■ WRITTEN TASK
Pick out each line in the records below that contains the word "green" and copy those lines.

--- START PROVIDED INFORMATION ---

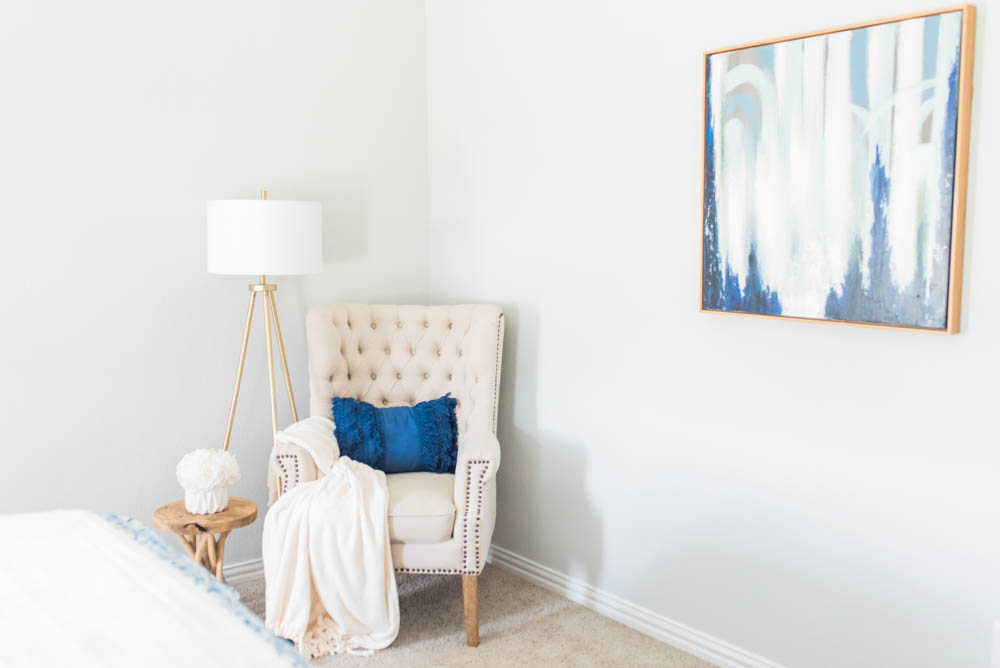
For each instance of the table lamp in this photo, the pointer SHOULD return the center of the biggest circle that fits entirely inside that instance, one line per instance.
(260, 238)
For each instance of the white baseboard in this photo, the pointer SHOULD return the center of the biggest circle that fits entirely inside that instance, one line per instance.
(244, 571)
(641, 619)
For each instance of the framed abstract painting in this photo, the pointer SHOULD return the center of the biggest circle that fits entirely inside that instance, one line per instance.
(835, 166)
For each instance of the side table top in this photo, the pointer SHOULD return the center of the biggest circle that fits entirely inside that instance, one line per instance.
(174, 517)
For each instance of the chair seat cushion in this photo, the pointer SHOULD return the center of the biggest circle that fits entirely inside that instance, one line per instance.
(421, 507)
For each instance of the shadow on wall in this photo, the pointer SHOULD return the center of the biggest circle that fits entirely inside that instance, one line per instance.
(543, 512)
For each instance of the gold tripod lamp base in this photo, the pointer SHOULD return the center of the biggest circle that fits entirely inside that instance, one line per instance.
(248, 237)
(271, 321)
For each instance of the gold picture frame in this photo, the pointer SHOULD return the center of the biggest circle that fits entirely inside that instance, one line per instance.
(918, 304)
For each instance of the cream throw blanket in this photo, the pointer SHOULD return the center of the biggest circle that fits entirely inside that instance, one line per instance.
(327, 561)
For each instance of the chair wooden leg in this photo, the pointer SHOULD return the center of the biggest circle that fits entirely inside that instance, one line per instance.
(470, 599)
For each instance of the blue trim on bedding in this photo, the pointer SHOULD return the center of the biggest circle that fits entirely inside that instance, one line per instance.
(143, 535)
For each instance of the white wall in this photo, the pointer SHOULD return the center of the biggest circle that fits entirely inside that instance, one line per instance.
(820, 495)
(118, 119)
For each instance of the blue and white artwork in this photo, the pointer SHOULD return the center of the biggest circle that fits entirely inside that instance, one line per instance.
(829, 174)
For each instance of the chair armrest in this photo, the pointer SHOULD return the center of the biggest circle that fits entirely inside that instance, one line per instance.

--- END PROVIDED INFORMATION ---
--- START PROVIDED INFORMATION ---

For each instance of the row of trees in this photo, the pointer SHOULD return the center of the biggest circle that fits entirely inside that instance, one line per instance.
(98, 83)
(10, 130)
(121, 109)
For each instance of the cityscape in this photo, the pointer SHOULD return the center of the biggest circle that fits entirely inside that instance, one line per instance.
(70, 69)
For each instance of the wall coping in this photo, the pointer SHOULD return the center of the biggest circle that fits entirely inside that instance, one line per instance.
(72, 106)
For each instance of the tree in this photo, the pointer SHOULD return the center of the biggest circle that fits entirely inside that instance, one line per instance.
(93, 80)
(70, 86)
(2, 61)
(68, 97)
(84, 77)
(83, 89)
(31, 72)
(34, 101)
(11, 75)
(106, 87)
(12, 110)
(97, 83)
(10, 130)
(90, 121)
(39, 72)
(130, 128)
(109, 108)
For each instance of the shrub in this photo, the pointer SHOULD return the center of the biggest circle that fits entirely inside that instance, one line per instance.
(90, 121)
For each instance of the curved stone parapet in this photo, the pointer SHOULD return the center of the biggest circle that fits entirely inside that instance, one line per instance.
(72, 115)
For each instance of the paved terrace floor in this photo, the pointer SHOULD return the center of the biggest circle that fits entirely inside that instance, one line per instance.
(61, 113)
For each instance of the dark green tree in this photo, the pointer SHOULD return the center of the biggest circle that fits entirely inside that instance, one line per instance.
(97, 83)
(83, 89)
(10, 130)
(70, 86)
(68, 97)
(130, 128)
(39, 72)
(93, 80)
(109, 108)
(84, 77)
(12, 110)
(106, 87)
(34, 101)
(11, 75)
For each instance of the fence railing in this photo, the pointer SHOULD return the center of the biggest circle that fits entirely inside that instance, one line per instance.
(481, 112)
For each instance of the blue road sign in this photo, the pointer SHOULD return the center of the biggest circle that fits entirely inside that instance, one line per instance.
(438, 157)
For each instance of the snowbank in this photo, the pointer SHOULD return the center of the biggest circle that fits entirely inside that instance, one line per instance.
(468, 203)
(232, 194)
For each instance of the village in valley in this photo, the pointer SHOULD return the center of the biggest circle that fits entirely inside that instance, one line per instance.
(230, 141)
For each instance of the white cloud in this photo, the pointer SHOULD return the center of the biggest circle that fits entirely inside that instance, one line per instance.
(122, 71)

--- END PROVIDED INFORMATION ---

■ RESULT
For each instance of the dark green tree in this photo, the pointer SHOULD return the center of the biggest circle that fits entirely inside that instance, one line per instance.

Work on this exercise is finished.